[Selected text]

┄┄┄┄┄┄

- digital cover

Studio album by Parcels
- Released: 5 November 2021
- Studio: La Frette Studios, Paris
- Label: Because
- Producer: Parcels and James Ford

Parcels chronology
| Live Vol. 1 (2020) | Day/Night (2021) | Live Vol. 2 (2023) |

Singles from Day/Night
- "Free" Released: June 2021; "Comingback" Released: July 2021; "Somethinggreater" Released: September 2021; "Theworstthing" Released: October 2021; "Famous" Released: November 2021;

= Day/Night =

Day/Night is the second studio album by Australian electropop band Parcels. The album was announced in September 2021, alongside third single "Somethinggreater" and released on 5 November 2021.

==Reception==

Rhys Buchanan from NME said "Parcels have gone all in to produce a sprawling and inventive double album" and "This daring album sets yet another high bar for this band, and leaves us itching to find out where they'll go next."

Greg Walker from Northern Transmissions said "It's a long album, one hour and 36 minutes, but every moment keeps you engaged, with their brilliant disco-infused, then slow jazz-tinged modern rock."

Al Newstead from Triple J said "Double albums are unruly beasts" but went on to explore to two sides saying Day contains the more familiar Parcels sound: scratchy guitars, popping basslines, elegant piano, everything luxuriates in string arrangements from violinist-to-the-stars Owen Pallett. [whilst] Night has some of the same bump n' grind but slips into its evening gown - all moody, nocturnal atmosphere. Lyrically, it's a much more sombre affair, too."

┄┄┄┄┄┄

Records from a data collection:

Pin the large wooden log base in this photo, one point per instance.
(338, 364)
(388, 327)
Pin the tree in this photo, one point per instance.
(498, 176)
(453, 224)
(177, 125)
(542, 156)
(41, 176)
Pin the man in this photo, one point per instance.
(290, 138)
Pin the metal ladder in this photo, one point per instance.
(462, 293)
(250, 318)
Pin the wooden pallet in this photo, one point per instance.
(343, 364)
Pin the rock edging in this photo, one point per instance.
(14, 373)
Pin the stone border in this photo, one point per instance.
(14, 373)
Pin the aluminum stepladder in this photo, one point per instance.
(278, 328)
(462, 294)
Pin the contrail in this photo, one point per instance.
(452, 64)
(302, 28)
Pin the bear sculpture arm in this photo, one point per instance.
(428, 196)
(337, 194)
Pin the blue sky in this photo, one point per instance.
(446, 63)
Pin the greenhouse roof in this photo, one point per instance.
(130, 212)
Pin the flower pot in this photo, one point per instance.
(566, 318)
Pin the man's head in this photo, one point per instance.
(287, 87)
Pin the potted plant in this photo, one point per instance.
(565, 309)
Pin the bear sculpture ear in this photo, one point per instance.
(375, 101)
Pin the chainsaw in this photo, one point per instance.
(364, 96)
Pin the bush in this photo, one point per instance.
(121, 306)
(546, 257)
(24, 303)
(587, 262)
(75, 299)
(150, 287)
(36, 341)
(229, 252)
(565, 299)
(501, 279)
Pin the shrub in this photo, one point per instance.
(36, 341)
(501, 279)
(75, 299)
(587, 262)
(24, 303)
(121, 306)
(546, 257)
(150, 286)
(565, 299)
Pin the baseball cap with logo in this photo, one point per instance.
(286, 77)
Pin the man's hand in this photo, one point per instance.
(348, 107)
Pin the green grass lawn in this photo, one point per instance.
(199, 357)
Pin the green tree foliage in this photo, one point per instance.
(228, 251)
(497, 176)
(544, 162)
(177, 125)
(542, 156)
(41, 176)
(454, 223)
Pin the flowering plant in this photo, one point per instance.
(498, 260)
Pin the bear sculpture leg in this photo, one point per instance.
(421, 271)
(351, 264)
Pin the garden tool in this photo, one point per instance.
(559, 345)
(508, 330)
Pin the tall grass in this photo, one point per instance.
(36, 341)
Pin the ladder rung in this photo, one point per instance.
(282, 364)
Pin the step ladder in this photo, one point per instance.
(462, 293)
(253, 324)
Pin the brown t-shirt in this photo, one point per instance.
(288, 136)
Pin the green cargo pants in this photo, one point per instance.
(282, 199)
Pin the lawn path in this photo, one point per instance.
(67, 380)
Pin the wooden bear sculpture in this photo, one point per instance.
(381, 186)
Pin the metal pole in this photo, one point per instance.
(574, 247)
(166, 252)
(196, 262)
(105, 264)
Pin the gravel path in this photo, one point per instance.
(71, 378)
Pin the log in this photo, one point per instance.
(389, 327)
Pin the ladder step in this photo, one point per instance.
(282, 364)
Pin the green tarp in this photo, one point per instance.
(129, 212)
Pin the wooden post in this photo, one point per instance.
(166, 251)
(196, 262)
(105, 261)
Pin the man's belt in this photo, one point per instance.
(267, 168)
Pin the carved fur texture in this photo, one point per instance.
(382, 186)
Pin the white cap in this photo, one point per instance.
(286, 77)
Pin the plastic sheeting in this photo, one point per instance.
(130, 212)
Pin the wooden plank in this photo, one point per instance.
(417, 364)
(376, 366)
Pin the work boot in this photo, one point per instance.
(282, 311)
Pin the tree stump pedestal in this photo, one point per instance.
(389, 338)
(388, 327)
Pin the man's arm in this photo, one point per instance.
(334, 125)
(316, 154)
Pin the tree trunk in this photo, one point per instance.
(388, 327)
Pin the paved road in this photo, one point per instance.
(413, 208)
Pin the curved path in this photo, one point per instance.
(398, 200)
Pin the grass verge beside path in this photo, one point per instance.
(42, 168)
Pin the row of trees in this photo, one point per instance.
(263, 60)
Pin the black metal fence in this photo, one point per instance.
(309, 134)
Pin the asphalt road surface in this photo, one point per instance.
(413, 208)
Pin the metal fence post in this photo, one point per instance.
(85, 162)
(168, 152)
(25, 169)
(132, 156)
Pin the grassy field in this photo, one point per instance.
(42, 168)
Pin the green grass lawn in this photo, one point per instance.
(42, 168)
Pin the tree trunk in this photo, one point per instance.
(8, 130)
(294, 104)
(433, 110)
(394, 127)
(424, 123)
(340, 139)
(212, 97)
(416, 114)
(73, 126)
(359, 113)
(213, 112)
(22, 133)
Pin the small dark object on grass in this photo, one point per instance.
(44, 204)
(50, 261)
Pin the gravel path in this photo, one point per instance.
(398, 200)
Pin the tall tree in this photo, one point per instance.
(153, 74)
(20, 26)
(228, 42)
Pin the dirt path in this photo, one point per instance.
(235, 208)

┄┄┄┄┄┄

[Study questions]
a) Retype the part of the Day/Night article that begins at the words "Singles from Day/Night" and stops after the words "5 November 2021.", keeping every word and mark the same.
b) Answer these from the Day/Night article:
(i) At which studio was the album made?
(ii) How long is the album, according to Greg Walker?
(iii) Which single came out alongside the album's announcement?

[Answers for the tasks]
a)
Singles from Day/Night
- "Free" Released: June 2021; "Comingback" Released: July 2021; "Somethinggreater" Released: September 2021; "Theworstthing" Released: October 2021; "Famous" Released: November 2021;

= Day/Night =

Day/Night is the second studio album by Australian electropop band Parcels. The album was announced in September 2021, alongside third single "Somethinggreater" and released on 5 November 2021.

b)
(i) La Frette Studios, Paris
(ii) One hour and 36 minutes
(iii) "Somethinggreater"